<<<<

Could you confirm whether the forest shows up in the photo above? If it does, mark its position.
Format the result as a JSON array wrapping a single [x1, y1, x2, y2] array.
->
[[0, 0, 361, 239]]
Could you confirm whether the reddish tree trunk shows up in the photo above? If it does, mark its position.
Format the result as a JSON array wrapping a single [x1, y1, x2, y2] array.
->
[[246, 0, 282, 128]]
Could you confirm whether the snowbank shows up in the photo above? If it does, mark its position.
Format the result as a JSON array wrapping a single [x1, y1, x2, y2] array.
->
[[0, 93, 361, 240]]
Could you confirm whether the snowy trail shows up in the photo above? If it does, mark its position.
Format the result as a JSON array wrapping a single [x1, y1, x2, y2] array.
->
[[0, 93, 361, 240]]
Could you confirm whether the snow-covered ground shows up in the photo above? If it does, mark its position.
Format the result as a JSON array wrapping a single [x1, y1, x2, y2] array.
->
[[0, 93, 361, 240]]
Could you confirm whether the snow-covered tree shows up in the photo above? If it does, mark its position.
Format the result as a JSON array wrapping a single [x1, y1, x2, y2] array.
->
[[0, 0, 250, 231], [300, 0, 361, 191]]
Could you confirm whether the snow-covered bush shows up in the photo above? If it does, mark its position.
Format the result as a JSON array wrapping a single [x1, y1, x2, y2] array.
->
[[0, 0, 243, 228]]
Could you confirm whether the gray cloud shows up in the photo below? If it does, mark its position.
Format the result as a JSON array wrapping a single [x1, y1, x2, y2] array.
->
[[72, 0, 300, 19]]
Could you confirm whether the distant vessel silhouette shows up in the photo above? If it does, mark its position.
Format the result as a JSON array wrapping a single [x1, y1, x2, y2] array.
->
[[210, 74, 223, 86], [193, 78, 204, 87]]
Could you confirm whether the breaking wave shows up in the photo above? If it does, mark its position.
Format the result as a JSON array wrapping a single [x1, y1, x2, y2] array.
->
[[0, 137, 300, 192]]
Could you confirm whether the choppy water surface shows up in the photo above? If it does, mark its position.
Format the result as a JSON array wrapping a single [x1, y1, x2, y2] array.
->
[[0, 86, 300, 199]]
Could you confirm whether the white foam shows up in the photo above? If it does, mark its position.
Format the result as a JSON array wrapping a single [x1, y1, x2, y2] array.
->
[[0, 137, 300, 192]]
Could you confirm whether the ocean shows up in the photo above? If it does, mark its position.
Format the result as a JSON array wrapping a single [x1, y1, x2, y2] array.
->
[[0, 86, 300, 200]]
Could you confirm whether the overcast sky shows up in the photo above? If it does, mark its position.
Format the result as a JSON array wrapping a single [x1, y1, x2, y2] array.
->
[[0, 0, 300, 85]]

>>>>

Please return the data from the line with "Could you confirm whether the gray" up to and including the line with "[[72, 0, 300, 19]]", unchanged.

Could you confirm whether the gray cloud shows up in the photo below? If it does, mark its position.
Format the result as a JSON array wrapping a single [x1, y1, x2, y2] array.
->
[[72, 0, 300, 19]]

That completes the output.